◆ **EXTRAIT DU DOCUMENT**:
++++++++++

Israël est l'un des pays les moins sûrs du monde. Pourquoi
cela ? Selon le discours de Merkel, le Hamas, le Hezbollah, la
Syrie et l'Iran semblent en être responsables. Elle les critique
pour leur attitude envers Israël. La chancelière a dit
qu'Israël, pendant 60 ans, avait lutté contre les menaces et
s'était battu pour la paix et la sécurité, avec les valeurs de
la liberté, de la démocratie et de la dignité humaine.
Est-ce le cas ?
Alors, pourquoi les intellectuels juifs, à l'intérieur comme à
l'extérieur d'Israël - dont, parmi eux, des survivants de
l'Holocauste - déplorent-ils avec véhémence et de façon
croissante la déchéance morale et la militarisation de la
société, ainsi que la politique d'autodestruction de ce pays ?
Parmi ceux-ci, on retrouve des personnes comme Ilan Pappe, Uri
Avnery, Gideon Levy, Amira Hass, Reuven Moskovitz, Uri Davis,
Jeff Halper, Hajo Meyer, Hedy Epstein, Noam Chomsky, Felicia
Langer, Ran Ha Cohen, Norman Finkelstein, Shulamit Aloni,
Michael Warschawski, Tom Segev ou des institutions comme
B'tselem, Gisha, Zochrot, les Rabbins pour les Droits de
l'Homme, le Comité Israélien Contre les Démolitions des Maisons,
la Voix Juive Pour la Paix. Cette liste, beaucoup plus longue,
n'est [bien sûr] pas exhaustive. Toutes ces personnes et ces
associations se préoccupent de la sécurité d'Israël et ce que
les unes écrivent et que les autres dénoncent par des
manifestations leur est dicté par le sens des responsabilités.

++++++++++

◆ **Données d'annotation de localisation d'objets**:

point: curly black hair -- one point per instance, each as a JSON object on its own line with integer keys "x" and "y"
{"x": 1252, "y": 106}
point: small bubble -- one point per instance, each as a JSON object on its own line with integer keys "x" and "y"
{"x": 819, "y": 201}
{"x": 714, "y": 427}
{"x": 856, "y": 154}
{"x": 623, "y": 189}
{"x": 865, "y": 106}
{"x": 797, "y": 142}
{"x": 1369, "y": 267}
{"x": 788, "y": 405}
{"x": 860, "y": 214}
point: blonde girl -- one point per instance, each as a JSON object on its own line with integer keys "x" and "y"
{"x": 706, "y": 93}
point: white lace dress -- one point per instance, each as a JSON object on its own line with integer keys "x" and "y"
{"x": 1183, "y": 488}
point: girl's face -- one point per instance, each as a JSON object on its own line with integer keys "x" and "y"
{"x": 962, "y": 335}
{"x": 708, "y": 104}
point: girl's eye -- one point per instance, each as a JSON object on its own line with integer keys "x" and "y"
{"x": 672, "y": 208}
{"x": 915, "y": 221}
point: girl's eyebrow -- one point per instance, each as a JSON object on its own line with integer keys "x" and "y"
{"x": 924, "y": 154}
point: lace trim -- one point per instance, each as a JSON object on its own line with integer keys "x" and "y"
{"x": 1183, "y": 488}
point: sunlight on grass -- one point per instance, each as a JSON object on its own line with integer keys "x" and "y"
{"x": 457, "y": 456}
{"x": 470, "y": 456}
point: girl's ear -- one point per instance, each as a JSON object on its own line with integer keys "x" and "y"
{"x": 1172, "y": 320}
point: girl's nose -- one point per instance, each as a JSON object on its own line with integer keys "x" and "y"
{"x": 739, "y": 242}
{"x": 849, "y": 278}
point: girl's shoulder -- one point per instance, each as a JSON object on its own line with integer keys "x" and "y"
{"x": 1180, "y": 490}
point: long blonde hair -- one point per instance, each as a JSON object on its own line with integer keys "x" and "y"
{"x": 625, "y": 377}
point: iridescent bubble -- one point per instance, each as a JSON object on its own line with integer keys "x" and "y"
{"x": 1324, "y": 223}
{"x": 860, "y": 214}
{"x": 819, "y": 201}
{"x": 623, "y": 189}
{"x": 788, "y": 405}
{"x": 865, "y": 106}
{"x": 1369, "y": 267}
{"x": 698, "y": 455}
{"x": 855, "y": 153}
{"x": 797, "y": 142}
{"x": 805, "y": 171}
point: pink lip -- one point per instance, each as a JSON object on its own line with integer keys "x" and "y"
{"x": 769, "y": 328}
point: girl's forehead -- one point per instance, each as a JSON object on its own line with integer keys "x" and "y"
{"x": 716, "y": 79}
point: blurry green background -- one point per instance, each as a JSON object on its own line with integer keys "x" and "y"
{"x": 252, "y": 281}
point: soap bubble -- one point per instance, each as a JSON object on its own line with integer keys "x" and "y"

++++++++++

◆ **CONSIGNES DE L'EXERCICE**:
**A)** Les affirmations suivantes concordent-elles avec l'extrait sur Israël ? Répondez à chacune par oui ou non, en citant mot pour mot les mots décisifs de l'extrait.
(i) Selon la chancelière, Israël a lutté contre les menaces pendant 60 ans.
(ii) La liste de personnes et d'institutions donnée dans l'extrait est présentée comme complète.
(iii) Les personnes et associations citées se préoccupent de la sécurité d'Israël.
**B)** Pouvez-vous recopier fidèlement le passage de l'extrait sur Israël qui commence aux mots « Alors, pourquoi les » et s'arrête après les mots « de ce pays ? » ?

◆ **CORRIGÉ**:
**A)**
(i) Oui : « La chancelière a dit qu'Israël, pendant 60 ans, avait lutté contre les menaces »
(ii) Non : « Cette liste, beaucoup plus longue, n'est [bien sûr] pas exhaustive. »
(iii) Oui : « Toutes ces personnes et ces associations se préoccupent de la sécurité d'Israël »

**B)**
Alors, pourquoi les intellectuels juifs, à l'intérieur comme à
l'extérieur d'Israël - dont, parmi eux, des survivants de
l'Holocauste - déplorent-ils avec véhémence et de façon
croissante la déchéance morale et la militarisation de la
société, ainsi que la politique d'autodestruction de ce pays ?